De façon traditionnelle, la guerre a été principalement menée par des hommes dans la mesure où ils semblent physiquement mieux équipés pour un comportement agressif. Les femmes, en revanche, tendent à être plus attentionnées et plus sensibles à la douleur et à l’inconfort des autres. Bien que les hommes et les femmes aient les mêmes potentiels d’agressivité et de bienveillance, ils diffèrent dans leur plus grande facilité à manifester l’un des deux. Ainsi, si la majorité des dirigeants mondiaux étaient des femmes, il y aurait un danger moindre de guerre et plus de coopération sur la base de la préoccupation mondiale – bien que certaines femmes, bien entendu, puissent s’avérer difficiles ! Je sympathise avec les féministes, mais elles ne doivent pas simplement se contenter de crier. Elles doivent s’entraîner à fournir des efforts pour offrir des contributions positives à la société.

* * * * * * *

[À COMPLÉTER]
**A.** Veuillez traduire en anglais cette phrase de l'extrait : « Les femmes, en revanche, tendent à être plus attentionnées et plus sensibles à la douleur et à l’inconfort des autres. »
**B.** Répondez à ces questions d'après l'extrait :
(i) De façon traditionnelle, par qui la guerre a-t-elle été principalement menée ?
(ii) Qu'est-ce qui serait moindre si la majorité des dirigeants mondiaux étaient des femmes ?
(iii) À quoi les féministes doivent-elles s'entraîner ?
**C.** Poursuivez l'extrait sur la guerre et les femmes à la tête du monde, à partir de sa dernière phrase.
Les lignes qui suivent forment un matériau distinct de l'extrait.

* * * * * * *

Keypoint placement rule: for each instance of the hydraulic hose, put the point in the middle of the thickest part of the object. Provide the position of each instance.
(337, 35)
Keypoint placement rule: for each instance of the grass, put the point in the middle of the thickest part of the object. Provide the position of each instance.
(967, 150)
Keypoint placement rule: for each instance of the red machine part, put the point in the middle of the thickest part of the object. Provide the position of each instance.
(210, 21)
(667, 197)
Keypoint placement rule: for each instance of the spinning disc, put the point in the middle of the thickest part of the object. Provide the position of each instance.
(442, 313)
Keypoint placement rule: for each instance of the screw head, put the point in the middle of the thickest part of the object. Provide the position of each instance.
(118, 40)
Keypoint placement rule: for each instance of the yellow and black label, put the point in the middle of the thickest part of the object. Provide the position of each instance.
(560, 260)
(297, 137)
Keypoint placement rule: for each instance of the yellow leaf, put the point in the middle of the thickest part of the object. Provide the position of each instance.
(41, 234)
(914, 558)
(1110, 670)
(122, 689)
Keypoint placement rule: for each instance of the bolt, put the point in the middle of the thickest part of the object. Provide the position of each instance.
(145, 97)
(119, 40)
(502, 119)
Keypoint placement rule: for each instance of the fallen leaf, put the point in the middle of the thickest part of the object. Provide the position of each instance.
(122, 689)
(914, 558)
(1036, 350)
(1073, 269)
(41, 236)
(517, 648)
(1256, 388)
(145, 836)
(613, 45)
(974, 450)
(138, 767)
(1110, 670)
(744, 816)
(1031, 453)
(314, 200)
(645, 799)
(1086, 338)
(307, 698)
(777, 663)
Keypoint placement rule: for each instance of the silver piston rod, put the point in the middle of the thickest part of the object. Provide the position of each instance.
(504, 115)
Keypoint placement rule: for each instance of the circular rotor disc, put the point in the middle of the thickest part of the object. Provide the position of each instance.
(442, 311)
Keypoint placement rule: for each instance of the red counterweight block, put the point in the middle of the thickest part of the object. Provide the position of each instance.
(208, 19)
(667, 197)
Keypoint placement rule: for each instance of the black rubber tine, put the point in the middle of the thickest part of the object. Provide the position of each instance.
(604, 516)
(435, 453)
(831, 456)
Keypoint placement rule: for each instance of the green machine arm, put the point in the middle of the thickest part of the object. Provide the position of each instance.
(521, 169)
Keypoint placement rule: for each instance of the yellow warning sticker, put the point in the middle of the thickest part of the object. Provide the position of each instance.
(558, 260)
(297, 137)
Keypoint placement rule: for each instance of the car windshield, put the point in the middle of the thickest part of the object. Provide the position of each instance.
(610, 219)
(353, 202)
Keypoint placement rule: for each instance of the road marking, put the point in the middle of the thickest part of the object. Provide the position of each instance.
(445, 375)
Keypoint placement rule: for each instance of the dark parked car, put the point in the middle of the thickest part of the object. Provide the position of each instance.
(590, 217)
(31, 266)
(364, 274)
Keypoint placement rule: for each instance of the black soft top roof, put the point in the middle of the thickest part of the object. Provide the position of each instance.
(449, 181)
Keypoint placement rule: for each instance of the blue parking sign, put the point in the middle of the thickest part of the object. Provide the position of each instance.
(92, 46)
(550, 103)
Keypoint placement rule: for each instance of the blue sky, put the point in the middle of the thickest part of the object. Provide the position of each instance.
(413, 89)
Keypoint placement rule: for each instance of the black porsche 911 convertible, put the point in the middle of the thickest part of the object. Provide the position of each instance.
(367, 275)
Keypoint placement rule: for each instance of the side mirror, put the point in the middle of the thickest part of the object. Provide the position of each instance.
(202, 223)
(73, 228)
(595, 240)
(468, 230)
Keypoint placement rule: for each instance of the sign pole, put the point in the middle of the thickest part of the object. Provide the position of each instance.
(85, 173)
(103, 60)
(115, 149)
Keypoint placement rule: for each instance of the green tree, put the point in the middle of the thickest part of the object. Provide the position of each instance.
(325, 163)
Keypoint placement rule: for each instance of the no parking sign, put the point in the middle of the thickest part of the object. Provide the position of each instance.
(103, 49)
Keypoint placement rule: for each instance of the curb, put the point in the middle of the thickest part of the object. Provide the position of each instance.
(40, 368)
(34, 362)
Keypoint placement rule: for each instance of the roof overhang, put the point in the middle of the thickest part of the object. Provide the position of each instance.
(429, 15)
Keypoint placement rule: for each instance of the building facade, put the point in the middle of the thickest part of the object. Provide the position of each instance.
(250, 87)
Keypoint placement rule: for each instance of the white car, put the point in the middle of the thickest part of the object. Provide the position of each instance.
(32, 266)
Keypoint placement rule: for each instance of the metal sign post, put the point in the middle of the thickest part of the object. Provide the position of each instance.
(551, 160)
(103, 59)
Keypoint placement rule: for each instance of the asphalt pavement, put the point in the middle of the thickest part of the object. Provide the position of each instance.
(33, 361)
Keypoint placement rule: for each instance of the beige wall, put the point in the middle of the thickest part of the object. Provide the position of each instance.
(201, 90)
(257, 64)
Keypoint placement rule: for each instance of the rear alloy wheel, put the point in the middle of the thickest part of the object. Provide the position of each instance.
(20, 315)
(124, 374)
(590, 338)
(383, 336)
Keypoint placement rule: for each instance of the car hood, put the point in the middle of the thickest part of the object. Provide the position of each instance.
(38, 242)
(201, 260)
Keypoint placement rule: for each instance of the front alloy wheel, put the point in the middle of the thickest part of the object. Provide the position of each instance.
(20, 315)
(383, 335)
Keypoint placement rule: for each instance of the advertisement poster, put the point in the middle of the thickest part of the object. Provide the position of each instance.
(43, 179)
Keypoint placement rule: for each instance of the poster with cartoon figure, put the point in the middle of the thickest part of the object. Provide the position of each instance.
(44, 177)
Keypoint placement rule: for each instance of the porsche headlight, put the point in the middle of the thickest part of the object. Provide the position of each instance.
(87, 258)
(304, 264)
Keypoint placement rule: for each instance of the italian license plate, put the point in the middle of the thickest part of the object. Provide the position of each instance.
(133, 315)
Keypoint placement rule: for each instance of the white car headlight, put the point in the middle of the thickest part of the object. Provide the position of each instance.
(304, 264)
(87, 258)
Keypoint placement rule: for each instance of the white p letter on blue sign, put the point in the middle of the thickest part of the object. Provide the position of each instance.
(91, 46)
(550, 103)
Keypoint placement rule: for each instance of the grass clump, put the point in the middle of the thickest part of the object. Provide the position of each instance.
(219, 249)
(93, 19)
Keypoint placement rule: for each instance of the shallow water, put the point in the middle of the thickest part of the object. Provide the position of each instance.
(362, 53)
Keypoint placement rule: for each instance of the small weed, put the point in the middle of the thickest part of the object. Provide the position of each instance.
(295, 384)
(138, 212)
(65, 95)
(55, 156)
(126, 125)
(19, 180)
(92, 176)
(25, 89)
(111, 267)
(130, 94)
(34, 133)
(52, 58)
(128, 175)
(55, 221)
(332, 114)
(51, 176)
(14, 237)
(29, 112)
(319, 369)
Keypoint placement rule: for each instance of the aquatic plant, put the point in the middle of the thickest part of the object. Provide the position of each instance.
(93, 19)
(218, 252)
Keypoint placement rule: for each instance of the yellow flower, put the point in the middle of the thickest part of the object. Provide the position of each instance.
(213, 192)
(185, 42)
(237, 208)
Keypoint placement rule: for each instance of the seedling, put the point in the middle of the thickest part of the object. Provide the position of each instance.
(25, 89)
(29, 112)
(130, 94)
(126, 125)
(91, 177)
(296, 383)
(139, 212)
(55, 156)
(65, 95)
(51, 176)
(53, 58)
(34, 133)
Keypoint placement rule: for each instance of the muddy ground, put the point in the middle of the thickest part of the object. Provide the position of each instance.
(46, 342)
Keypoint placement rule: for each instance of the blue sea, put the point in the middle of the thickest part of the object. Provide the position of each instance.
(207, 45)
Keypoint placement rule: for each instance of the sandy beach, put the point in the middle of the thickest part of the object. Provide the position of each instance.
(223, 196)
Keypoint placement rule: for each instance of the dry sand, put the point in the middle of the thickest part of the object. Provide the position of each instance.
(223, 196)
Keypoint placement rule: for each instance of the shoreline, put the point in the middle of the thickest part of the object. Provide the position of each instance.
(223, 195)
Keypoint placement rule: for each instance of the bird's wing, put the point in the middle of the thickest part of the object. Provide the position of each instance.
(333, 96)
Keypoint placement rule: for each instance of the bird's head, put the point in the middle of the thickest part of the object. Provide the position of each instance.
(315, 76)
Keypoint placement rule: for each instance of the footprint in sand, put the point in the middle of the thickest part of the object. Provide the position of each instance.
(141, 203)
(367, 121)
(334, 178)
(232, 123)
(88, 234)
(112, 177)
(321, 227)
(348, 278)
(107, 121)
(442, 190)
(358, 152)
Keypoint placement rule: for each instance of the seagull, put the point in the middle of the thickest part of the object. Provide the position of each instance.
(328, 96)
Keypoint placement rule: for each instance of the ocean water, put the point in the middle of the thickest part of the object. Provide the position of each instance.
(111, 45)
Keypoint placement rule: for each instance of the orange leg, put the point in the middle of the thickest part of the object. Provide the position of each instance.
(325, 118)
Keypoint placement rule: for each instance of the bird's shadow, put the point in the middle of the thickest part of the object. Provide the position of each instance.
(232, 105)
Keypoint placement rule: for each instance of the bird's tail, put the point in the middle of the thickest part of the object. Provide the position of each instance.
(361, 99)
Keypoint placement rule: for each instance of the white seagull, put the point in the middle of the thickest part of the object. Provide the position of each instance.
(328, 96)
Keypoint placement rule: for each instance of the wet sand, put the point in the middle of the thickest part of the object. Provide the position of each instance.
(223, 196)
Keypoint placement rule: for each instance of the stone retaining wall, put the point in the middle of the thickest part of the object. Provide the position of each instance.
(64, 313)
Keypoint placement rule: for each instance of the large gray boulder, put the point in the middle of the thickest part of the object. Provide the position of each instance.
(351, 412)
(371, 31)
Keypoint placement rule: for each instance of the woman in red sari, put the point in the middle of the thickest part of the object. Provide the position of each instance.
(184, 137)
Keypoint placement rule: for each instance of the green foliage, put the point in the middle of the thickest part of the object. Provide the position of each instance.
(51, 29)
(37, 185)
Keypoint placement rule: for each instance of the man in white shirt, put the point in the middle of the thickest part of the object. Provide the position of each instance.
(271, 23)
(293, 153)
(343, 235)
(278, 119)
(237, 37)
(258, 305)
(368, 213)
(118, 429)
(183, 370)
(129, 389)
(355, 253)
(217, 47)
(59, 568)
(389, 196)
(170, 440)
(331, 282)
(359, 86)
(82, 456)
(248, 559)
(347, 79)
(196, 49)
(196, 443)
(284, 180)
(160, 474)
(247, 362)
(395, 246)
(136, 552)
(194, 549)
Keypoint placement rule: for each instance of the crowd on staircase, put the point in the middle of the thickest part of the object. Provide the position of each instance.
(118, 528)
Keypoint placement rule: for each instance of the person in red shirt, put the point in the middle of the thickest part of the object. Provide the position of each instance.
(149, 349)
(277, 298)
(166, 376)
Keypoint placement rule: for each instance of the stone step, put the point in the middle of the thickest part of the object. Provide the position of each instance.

* * * * * * *

[CORRIGÉS DES EXERCICES]
**A.** Women, on the other hand, tend to be more caring and more sensitive to the pain and discomfort of others.

**B.**
(i) Par des hommes.
(ii) Le danger de guerre.
(iii) À fournir des efforts pour offrir des contributions positives à la société.

**C.**
Il y a eu parfois dans la religion une insistance sur l’importance masculine. Dans le bouddhisme, cependant, les vœux les plus élevés, à savoir ceux des bhikshus et des bhikshunis, sont équivalents et comportent les mêmes droits. C’est le cas en dépit du fait que dans certains domaines rituels, dû à la coutume sociale, les bhikshus passent en premier. Mais le Bouddha a donné des droits égaux aux deux communautés de sanghas. Il n’y a pas lieu de discuter pour savoir si oui ou non il convient de faire revivre l’ordination des bhikshunis ; la question est simplement de savoir comment le faire de manière correcte dans le contexte du Vinaya.
Shantarakshita a introduit l’ordination Mulasarvatisvada des bhikshus au Tibet. Tous les Indiens dans son groupe, cependant, étaient des hommes et, dans la mesure où l’ordination des bhikshunis requiert un sangha mixte, il fut incapable d’instaurer la lignée des bhikshunis. À une époque ultérieure, quelques lamas tibétains ordonnèrent leurs mères en tant que bhikshunis, mais du point de vue du Vinaya, elles ne furent pas considérées comme d’authentiques ordinations. Depuis 1959, j’ai ressenti le besoin que la plupart des nonneries doivent avoir leurs standards éducatifs rehaussés au niveau de ceux des monastères. J’ai acté cela et aujourd’hui nous avons déjà des érudites parmi les nonnes. Mais pour ce qui est du rétablissement de l’ordination des bhikshunis, je ne peux agir seul. Cette question doit être décidée en accord avec le Vinaya.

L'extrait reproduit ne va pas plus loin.